■ **How to complete this task**:
Each entry needs to be retyped exactly, with nothing added or dropped.

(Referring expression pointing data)
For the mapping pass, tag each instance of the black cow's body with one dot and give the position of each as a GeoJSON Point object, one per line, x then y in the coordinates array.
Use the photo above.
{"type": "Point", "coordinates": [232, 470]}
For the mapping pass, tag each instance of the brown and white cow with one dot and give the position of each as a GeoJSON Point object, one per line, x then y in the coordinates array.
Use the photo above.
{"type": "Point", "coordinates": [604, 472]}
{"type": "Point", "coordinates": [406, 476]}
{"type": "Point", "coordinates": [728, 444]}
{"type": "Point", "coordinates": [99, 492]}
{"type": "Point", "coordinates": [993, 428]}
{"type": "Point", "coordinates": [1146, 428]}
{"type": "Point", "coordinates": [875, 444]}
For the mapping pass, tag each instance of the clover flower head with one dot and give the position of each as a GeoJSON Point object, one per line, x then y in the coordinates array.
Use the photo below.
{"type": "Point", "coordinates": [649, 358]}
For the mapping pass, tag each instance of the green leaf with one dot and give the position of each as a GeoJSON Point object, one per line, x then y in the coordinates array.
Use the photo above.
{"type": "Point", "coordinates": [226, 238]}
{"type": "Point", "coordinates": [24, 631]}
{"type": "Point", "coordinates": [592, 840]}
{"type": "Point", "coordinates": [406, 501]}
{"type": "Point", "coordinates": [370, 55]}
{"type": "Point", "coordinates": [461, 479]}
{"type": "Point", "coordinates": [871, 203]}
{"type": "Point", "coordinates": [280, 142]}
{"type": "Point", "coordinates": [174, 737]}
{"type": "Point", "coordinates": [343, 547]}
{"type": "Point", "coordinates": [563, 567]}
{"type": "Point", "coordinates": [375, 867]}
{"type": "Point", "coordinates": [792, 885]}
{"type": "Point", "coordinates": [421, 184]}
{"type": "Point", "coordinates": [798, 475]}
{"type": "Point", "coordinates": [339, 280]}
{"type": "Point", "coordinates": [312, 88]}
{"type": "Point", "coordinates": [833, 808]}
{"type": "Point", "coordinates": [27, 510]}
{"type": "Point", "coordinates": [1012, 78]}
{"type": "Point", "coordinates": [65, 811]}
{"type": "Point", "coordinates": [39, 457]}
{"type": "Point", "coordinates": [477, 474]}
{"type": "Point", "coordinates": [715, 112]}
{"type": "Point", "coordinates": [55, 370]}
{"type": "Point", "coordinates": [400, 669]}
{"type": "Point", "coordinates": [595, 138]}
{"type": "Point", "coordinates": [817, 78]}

■ **Exercise result**:
For the mapping pass, tag each instance of the black cow's body with one dot and give the position of each as a GeoJSON Point object, one per line, x then y in the coordinates array.
Use the photo above.
{"type": "Point", "coordinates": [232, 470]}
For the mapping pass, tag each instance of the brown and white cow with one dot and give the position of each as a GeoJSON Point object, one per line, x then y in the coordinates array.
Use the photo above.
{"type": "Point", "coordinates": [604, 472]}
{"type": "Point", "coordinates": [406, 476]}
{"type": "Point", "coordinates": [728, 444]}
{"type": "Point", "coordinates": [99, 492]}
{"type": "Point", "coordinates": [993, 428]}
{"type": "Point", "coordinates": [1146, 428]}
{"type": "Point", "coordinates": [875, 444]}
For the mapping pass, tag each instance of the clover flower head with one dot and give the position of each as a GeoJSON Point object, one per line, x then y in the coordinates array.
Use the photo below.
{"type": "Point", "coordinates": [649, 358]}
For the mapping pass, tag each instance of the green leaf with one dot and give the position of each as a GeoJSON Point object, one per line, x then y in the coordinates array.
Use the photo above.
{"type": "Point", "coordinates": [226, 238]}
{"type": "Point", "coordinates": [24, 631]}
{"type": "Point", "coordinates": [592, 840]}
{"type": "Point", "coordinates": [406, 501]}
{"type": "Point", "coordinates": [370, 55]}
{"type": "Point", "coordinates": [461, 479]}
{"type": "Point", "coordinates": [871, 203]}
{"type": "Point", "coordinates": [280, 142]}
{"type": "Point", "coordinates": [174, 737]}
{"type": "Point", "coordinates": [343, 547]}
{"type": "Point", "coordinates": [563, 567]}
{"type": "Point", "coordinates": [375, 867]}
{"type": "Point", "coordinates": [792, 885]}
{"type": "Point", "coordinates": [421, 184]}
{"type": "Point", "coordinates": [798, 475]}
{"type": "Point", "coordinates": [339, 280]}
{"type": "Point", "coordinates": [312, 88]}
{"type": "Point", "coordinates": [833, 808]}
{"type": "Point", "coordinates": [27, 510]}
{"type": "Point", "coordinates": [1012, 78]}
{"type": "Point", "coordinates": [65, 811]}
{"type": "Point", "coordinates": [39, 457]}
{"type": "Point", "coordinates": [477, 474]}
{"type": "Point", "coordinates": [715, 112]}
{"type": "Point", "coordinates": [55, 370]}
{"type": "Point", "coordinates": [400, 669]}
{"type": "Point", "coordinates": [595, 138]}
{"type": "Point", "coordinates": [817, 78]}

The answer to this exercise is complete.